Отрывок текста -
┏━━
Так что, возможно, наши результаты лишь подтверждают то, что
было всегда: что наша молодежь более традиционна, и
ответственна, чем о ней говорят. Да, пожалуй. И, строго соблюдая
правило умеренности, молодые люди, которых мы изучали, просто в
какой-то степени демонстрировали свою врожденную «английскость».
Нравится мне это или нет, но мы по натуре народ очень
консервативный, воздержанный. Однако тревожит меня другое: эти
молодые люди оказались более консервативными, воздержанными и
традиционными, чем поколение их родителей, и, по-видимому, их
нынешняя чрезмерная умеренность (если можно так выразиться) —
это еще не предел. И хотя сама я во многом истинная англичанка,
умеренность в столь огромных дозах я воспринимаю с трудом.
Умеренность — замечательная черта, но и умеренным надо быть в
меру.
┗━━
Что сделать - Верните отрывок об умеренности молодежи целиком, слово в слово.

Исходный материал -
┏━━
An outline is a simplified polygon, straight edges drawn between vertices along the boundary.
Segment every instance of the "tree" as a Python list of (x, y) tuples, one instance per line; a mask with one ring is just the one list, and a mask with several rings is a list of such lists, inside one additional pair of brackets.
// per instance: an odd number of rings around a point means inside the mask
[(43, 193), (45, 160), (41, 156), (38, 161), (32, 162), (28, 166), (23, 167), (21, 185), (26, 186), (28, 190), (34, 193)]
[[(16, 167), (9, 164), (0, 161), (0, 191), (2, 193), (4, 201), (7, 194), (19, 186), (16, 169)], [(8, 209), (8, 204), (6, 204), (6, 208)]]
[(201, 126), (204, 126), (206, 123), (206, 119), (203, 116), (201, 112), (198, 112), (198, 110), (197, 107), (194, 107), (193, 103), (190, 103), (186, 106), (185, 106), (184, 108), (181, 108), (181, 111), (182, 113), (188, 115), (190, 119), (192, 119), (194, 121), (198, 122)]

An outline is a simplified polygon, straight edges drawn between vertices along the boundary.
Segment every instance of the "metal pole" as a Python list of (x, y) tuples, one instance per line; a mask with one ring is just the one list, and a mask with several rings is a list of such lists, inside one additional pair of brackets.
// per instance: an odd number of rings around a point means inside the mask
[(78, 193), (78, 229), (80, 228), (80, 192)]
┗━━
Место для ответа -
Так что, возможно, наши результаты лишь подтверждают то, что
было всегда: что наша молодежь более традиционна, и
ответственна, чем о ней говорят. Да, пожалуй. И, строго соблюдая
правило умеренности, молодые люди, которых мы изучали, просто в
какой-то степени демонстрировали свою врожденную «английскость».
Нравится мне это или нет, но мы по натуре народ очень
консервативный, воздержанный. Однако тревожит меня другое: эти
молодые люди оказались более консервативными, воздержанными и
традиционными, чем поколение их родителей, и, по-видимому, их
нынешняя чрезмерная умеренность (если можно так выразиться) —
это еще не предел. И хотя сама я во многом истинная англичанка,
умеренность в столь огромных дозах я воспринимаю с трудом.
Умеренность — замечательная черта, но и умеренным надо быть в
меру.